Selected excerpt —
· · · · · · ·

Not a film for King fans1
The Shining is my favourite of Stephen King's books, and I have to say, this is a truely aweful vertion of it.
Kubick once said that he thought The Shining was about "A man who went mad in the mountains and blamed it on ghosts"
This is not what The Shining is about at all, as any fan of the book will know. This focuses on how Jack Torrence looses his mind, rather than on the personal struggle he faces to save his wife and son.
This is a good suspence film, but it's not The Shining.
To a fan of the book I recomend this version: Stephen King's The Shining [1997] it is much more faithful to King's masterpiece, and the "true Shining"

CUT DOWN FULL SCREEN VERSION -- you really want it?1
Most people who want a copy of "The Shining" will find that the previous DVD release, released in 2001 (which comes in a white cover rather than this black one), is the one to get. There is very little reason to want to buy this version -- and no reason at all to upgrade. Arguably, this is an INFERIOR release, and you'd be foolish to buy it. Let me explain why.

· · · · · · ·

Input for this task —
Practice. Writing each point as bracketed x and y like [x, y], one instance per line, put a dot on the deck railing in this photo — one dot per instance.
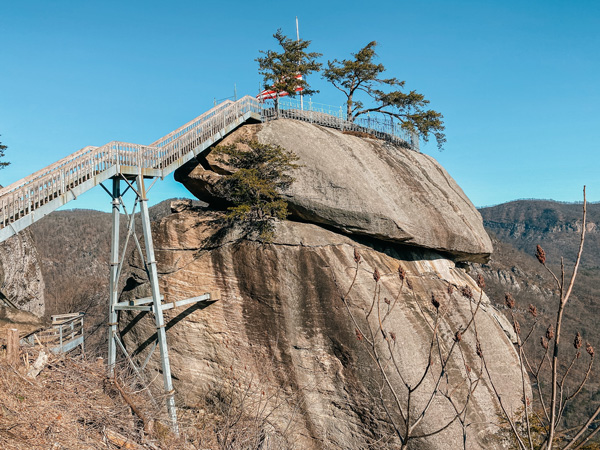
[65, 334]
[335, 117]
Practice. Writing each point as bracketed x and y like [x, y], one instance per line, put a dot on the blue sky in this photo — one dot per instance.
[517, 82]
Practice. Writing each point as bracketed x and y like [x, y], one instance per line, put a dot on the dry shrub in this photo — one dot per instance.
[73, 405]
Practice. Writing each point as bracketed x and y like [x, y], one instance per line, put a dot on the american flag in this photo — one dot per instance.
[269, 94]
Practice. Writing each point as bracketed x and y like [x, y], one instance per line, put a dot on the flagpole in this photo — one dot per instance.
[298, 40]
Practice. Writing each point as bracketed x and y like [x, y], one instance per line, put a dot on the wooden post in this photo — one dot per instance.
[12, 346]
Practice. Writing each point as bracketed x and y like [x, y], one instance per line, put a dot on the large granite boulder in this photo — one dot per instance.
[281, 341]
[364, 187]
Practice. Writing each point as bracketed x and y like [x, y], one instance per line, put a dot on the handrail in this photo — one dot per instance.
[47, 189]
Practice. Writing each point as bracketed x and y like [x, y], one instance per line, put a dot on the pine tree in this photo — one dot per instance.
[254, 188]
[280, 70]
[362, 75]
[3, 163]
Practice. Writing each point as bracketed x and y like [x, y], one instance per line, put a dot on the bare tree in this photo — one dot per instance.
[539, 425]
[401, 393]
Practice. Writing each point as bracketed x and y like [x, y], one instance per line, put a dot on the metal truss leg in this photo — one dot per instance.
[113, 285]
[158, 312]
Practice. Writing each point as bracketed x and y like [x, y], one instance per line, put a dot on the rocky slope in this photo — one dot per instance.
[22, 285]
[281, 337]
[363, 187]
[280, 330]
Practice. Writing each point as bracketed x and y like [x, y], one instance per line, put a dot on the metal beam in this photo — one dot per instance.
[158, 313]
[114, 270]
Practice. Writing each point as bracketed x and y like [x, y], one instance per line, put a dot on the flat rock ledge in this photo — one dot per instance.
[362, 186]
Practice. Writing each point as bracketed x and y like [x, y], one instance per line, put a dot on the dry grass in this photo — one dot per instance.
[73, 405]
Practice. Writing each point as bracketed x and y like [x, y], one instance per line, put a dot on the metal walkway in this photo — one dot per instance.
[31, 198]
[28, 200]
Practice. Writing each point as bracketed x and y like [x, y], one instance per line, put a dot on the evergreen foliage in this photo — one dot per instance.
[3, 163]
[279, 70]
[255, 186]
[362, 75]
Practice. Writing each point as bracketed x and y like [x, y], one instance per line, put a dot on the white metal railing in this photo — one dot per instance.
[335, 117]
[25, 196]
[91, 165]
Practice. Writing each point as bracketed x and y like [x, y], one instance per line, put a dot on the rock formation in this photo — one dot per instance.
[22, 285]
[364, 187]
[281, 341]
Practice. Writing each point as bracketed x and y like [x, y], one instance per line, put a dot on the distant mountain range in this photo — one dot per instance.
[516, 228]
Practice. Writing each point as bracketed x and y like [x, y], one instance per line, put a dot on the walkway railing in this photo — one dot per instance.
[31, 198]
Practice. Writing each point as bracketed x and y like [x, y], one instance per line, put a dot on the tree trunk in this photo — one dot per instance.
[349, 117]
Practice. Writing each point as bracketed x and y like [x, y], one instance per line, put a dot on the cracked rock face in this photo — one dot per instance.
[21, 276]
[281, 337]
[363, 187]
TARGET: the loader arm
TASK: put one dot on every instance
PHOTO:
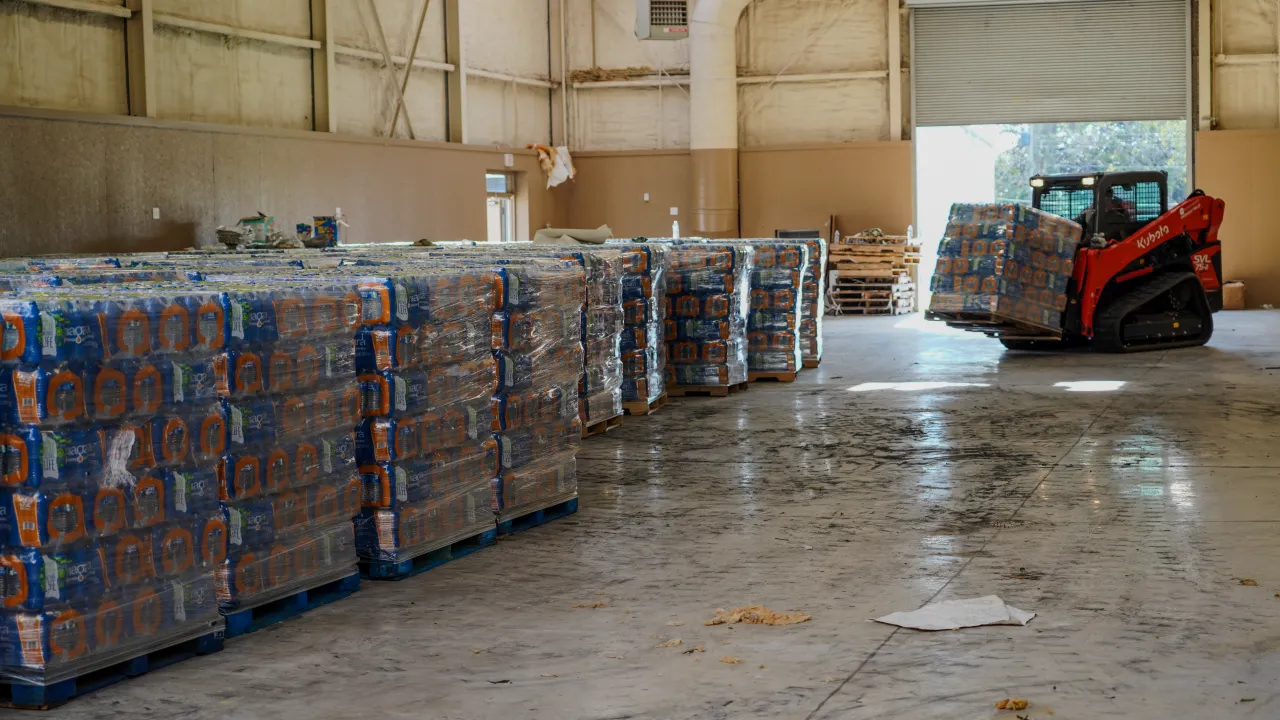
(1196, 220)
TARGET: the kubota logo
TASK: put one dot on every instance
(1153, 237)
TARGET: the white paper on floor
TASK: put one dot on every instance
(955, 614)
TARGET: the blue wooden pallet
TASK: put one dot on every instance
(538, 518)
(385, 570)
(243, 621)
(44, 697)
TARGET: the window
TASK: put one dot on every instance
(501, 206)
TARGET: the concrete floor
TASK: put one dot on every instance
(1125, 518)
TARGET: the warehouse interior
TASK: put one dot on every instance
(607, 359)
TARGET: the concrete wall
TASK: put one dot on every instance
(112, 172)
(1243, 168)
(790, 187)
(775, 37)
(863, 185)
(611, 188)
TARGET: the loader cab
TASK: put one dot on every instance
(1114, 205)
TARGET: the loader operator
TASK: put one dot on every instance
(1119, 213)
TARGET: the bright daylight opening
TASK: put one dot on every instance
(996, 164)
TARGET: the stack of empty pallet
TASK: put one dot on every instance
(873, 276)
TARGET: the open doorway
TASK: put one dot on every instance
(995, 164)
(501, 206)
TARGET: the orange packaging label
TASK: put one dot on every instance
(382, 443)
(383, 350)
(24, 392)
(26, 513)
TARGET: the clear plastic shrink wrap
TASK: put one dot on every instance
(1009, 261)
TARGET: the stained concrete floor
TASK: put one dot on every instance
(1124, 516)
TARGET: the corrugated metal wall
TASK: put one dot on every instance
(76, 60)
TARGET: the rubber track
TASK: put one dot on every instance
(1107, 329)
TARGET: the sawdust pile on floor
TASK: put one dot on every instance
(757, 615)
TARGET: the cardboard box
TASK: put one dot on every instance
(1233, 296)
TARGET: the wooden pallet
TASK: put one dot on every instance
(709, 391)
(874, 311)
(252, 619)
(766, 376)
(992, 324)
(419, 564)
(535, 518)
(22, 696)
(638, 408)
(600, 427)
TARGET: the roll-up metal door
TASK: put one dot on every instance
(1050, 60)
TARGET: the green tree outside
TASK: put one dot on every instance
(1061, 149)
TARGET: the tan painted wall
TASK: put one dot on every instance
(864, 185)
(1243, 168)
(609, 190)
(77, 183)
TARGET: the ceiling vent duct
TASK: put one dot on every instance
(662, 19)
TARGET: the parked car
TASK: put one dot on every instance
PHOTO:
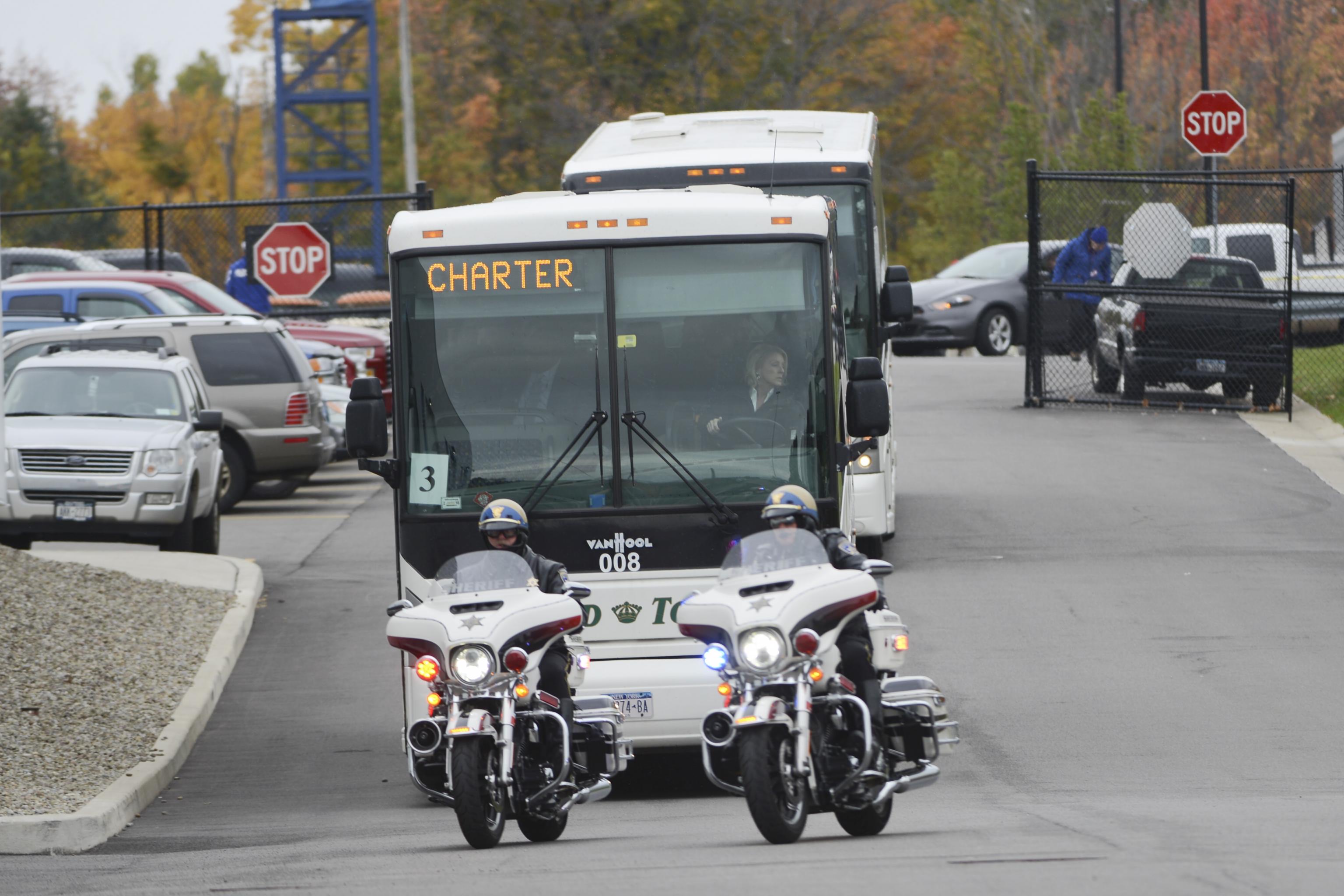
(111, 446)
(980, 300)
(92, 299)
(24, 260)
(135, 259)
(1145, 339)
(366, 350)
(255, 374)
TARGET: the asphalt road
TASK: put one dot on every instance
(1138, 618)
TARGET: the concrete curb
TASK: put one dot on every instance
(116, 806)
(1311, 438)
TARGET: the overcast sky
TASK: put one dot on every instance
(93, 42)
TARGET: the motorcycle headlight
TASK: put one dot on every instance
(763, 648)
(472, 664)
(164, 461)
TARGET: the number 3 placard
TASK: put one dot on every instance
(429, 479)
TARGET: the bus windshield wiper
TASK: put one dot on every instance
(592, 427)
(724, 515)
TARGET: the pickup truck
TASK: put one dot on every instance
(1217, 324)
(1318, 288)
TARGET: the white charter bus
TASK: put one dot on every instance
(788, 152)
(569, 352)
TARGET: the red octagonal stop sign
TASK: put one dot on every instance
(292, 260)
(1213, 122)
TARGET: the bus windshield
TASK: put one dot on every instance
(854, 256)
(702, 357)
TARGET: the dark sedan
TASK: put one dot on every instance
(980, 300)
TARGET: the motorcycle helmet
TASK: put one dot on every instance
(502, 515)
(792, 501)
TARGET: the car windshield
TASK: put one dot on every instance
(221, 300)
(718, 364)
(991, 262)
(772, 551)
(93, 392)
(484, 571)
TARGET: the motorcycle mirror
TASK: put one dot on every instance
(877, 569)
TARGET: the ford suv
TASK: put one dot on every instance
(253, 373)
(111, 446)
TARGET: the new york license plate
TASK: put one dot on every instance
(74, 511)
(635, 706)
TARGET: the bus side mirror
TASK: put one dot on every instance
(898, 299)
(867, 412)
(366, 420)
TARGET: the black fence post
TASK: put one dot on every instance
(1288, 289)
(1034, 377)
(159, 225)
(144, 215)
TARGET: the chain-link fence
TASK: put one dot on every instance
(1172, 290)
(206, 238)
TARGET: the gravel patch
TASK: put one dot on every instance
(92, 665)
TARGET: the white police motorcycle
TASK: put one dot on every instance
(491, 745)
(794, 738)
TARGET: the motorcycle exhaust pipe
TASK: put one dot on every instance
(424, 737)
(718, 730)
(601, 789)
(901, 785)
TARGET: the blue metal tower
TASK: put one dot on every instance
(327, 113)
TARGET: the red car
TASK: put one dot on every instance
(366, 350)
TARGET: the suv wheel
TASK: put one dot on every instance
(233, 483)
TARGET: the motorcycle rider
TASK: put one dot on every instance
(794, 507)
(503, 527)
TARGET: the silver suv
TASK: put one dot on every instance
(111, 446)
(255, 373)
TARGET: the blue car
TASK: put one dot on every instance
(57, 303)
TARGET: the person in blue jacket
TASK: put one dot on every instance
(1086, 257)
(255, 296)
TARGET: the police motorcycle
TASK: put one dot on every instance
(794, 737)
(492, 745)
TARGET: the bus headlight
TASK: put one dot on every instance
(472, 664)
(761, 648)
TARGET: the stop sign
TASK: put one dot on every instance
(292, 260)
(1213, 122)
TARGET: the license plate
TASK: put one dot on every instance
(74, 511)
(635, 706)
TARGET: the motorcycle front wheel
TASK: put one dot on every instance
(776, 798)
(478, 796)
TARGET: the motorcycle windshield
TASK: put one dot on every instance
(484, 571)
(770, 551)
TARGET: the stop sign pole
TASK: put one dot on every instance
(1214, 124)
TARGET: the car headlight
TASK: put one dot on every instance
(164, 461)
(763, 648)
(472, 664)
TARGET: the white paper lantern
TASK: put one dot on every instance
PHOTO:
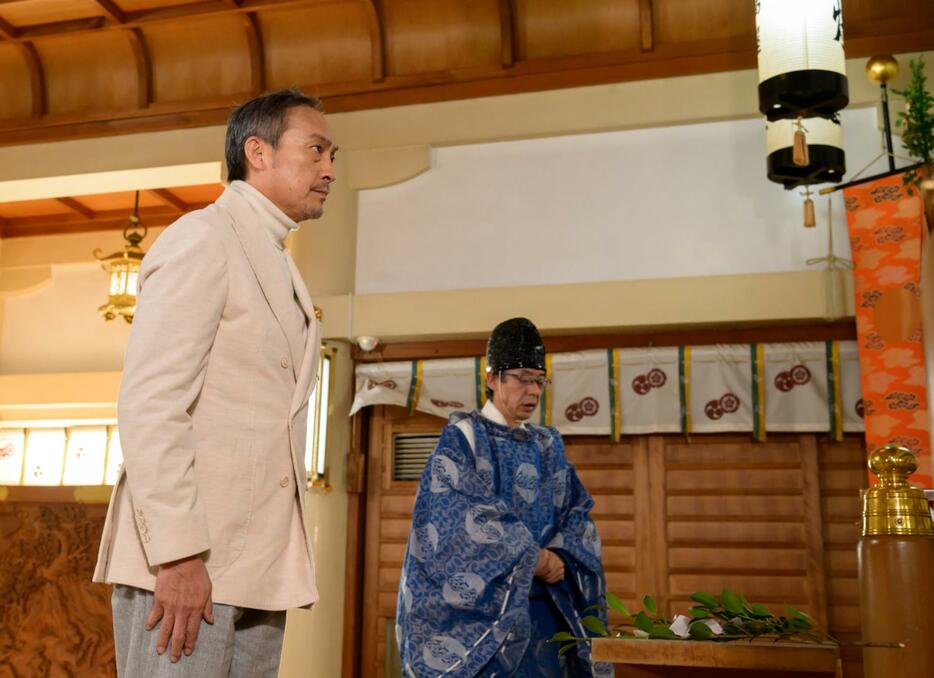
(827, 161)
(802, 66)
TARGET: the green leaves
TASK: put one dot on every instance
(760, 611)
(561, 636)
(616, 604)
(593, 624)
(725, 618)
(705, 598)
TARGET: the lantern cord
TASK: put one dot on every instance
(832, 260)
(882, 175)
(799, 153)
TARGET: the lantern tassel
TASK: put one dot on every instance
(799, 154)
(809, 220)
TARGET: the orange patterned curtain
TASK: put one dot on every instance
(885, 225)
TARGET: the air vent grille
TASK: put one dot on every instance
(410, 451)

· · · · · · ·

Required work —
1. Count the lines in the listing that contain the word "railing", and reply with the number alone.
2. Extend the reviews of The Shining by writing what comes after their final sentence.

Answers to the problems —
1. 3

2.
Kubrick shot "The Shining" in "full frame", which means that the material shot would fit a standard 4.3 TV screen. This footage was NOT masked down to cinemascope by Kubrick but was distributed to cinemas as full frame. It was up to the cinema to mask it down in the projector. This was actually a pretty standard practice, and many movies, particularly before the 1960s, were released as full frame. Many DVDs of these movies have been released with the full frame, too. You get the full width of the cinemascope picture, but you also get the extra footage above and below it that was not masked off.

Having the "full frame" version does have advantages -- it fills your screen if you've got a standard 4.3 TV, and of course you're getting extra footage. What's more, if you have a widescreen TV, you can just use your zoom controls to make the picture fill your screen without distortion, cropping off the top and bottom, hence getting an approximation of the cinemascope version.

The previous white cover DVD of "The Shining" presented the entire, full frame version of the movie EXACTLY AS IT WAS SHOT. This new version gives you ONLY a masked-down version. You're not getting the true cinemascope version of the movie, however, you're getting one masked-down so that it fills a typical widescreen TV screen without letterboxing. It's neither one thing nor the other -- not the full screen movie as it was shot, and not a true cinema version either.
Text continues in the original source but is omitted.